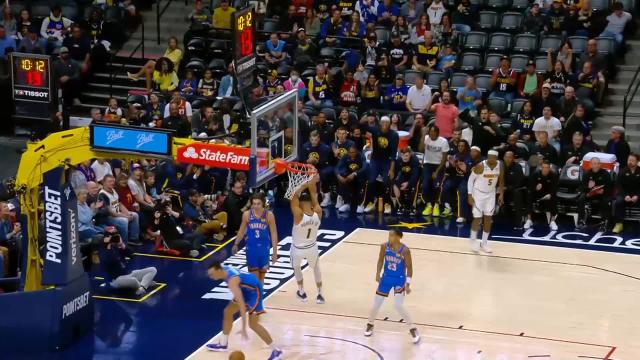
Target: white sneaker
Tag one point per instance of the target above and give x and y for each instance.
(475, 246)
(528, 224)
(485, 247)
(326, 200)
(339, 202)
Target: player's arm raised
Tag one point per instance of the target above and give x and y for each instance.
(409, 264)
(273, 231)
(241, 232)
(380, 261)
(234, 287)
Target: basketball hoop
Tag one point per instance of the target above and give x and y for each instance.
(299, 174)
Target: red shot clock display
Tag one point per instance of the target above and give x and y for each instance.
(31, 77)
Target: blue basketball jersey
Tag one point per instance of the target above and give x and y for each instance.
(394, 266)
(258, 230)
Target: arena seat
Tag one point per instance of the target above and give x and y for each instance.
(499, 42)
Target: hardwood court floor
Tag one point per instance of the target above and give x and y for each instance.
(522, 302)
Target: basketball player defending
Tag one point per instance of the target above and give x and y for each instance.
(259, 225)
(484, 179)
(306, 221)
(247, 299)
(396, 275)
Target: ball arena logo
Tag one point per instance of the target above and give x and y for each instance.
(214, 155)
(280, 272)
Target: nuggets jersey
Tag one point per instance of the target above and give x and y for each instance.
(304, 234)
(487, 182)
(394, 266)
(258, 230)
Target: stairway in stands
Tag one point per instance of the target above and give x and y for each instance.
(114, 81)
(611, 112)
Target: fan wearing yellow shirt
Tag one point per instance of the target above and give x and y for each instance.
(172, 53)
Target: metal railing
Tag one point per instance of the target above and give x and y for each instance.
(114, 71)
(159, 14)
(628, 96)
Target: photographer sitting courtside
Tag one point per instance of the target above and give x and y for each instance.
(113, 265)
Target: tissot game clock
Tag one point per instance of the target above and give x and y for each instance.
(31, 77)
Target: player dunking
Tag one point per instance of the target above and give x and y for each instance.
(306, 221)
(259, 225)
(396, 275)
(247, 299)
(481, 188)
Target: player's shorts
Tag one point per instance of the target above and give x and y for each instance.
(387, 283)
(253, 298)
(484, 204)
(258, 258)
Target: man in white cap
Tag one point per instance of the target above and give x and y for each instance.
(485, 179)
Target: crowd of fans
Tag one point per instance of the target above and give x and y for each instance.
(388, 108)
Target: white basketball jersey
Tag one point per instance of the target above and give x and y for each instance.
(304, 234)
(487, 182)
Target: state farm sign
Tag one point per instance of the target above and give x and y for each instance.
(214, 155)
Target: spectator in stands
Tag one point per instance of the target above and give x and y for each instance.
(446, 114)
(351, 173)
(6, 43)
(30, 42)
(595, 191)
(598, 61)
(544, 150)
(113, 254)
(524, 123)
(584, 20)
(176, 121)
(275, 50)
(188, 85)
(469, 97)
(545, 99)
(222, 15)
(208, 85)
(588, 83)
(127, 222)
(331, 28)
(574, 152)
(154, 111)
(164, 76)
(618, 145)
(515, 190)
(67, 72)
(311, 23)
(101, 168)
(54, 28)
(577, 121)
(557, 78)
(425, 56)
(503, 81)
(557, 19)
(628, 191)
(436, 149)
(543, 186)
(419, 96)
(529, 82)
(534, 21)
(173, 55)
(319, 90)
(616, 23)
(235, 204)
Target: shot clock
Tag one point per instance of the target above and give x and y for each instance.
(31, 77)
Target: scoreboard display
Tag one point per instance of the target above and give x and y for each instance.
(245, 47)
(31, 77)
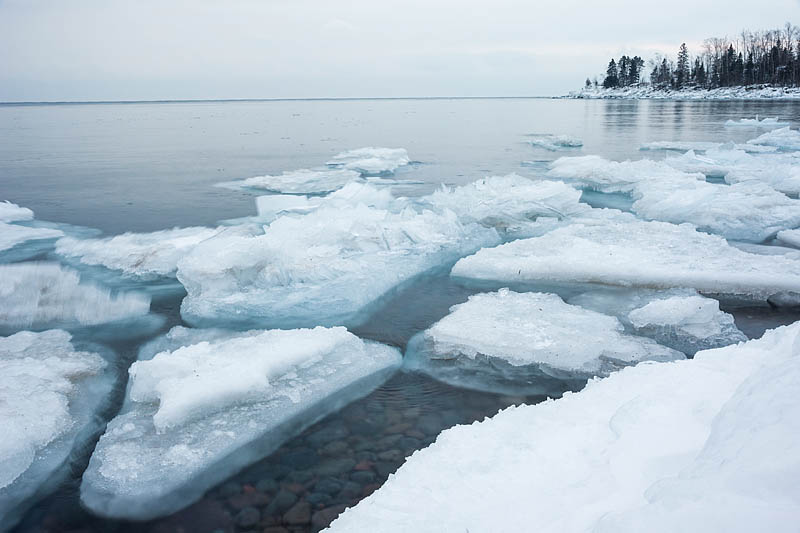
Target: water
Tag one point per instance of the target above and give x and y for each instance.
(143, 167)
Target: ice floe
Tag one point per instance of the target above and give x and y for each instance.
(746, 211)
(634, 253)
(783, 138)
(708, 444)
(526, 343)
(202, 404)
(137, 255)
(766, 122)
(50, 394)
(597, 173)
(43, 295)
(371, 161)
(790, 237)
(678, 318)
(322, 268)
(555, 143)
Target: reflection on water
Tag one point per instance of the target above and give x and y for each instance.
(144, 167)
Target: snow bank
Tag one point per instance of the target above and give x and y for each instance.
(634, 253)
(699, 445)
(519, 343)
(41, 295)
(766, 123)
(554, 143)
(752, 92)
(138, 255)
(49, 396)
(371, 161)
(783, 138)
(325, 267)
(678, 318)
(203, 404)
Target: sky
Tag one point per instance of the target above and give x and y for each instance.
(68, 50)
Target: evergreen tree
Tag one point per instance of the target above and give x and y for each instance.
(612, 75)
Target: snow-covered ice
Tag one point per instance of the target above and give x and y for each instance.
(202, 404)
(597, 173)
(42, 295)
(303, 181)
(765, 123)
(371, 161)
(137, 255)
(634, 253)
(520, 343)
(322, 268)
(708, 444)
(782, 138)
(678, 318)
(790, 237)
(747, 211)
(50, 393)
(554, 143)
(512, 204)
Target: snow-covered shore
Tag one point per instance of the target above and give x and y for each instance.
(752, 92)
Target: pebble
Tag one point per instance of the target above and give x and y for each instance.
(299, 514)
(323, 518)
(283, 501)
(248, 517)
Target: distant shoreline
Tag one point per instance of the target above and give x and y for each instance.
(647, 92)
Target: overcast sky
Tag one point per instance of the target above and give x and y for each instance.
(163, 49)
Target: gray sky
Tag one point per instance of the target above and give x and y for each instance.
(171, 49)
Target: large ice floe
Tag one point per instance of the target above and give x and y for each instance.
(679, 318)
(45, 295)
(782, 138)
(708, 444)
(765, 123)
(202, 404)
(50, 395)
(526, 343)
(634, 253)
(780, 171)
(748, 211)
(136, 255)
(13, 234)
(325, 267)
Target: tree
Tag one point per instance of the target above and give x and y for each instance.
(682, 69)
(612, 75)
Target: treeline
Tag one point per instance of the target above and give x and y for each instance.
(770, 57)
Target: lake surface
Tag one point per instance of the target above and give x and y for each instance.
(150, 166)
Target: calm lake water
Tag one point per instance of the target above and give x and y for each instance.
(149, 166)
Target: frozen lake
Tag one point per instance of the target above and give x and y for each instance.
(153, 166)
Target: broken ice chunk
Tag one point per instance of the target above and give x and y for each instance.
(526, 343)
(203, 404)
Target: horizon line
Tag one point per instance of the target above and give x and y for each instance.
(281, 99)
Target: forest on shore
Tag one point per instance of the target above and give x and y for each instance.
(765, 57)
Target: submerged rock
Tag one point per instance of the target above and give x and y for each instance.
(202, 404)
(526, 343)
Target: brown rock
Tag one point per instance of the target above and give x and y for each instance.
(299, 514)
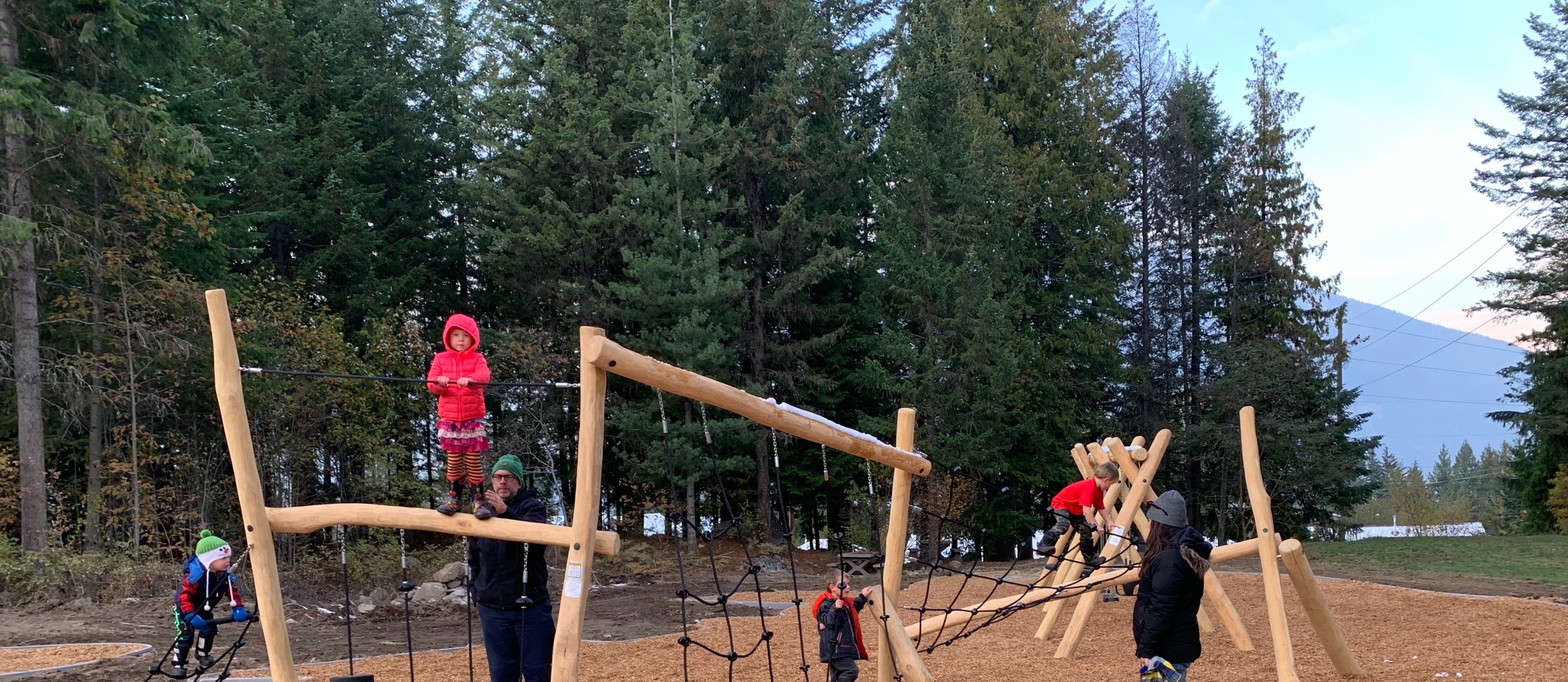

• [Problem requirements]
Pull out every line of the items above that contains the string "clock", copying each one as it appears. The match is case-sensitive.

• [Complete response]
Target: red shot clock display
Target: tissot game clock
Target: shot clock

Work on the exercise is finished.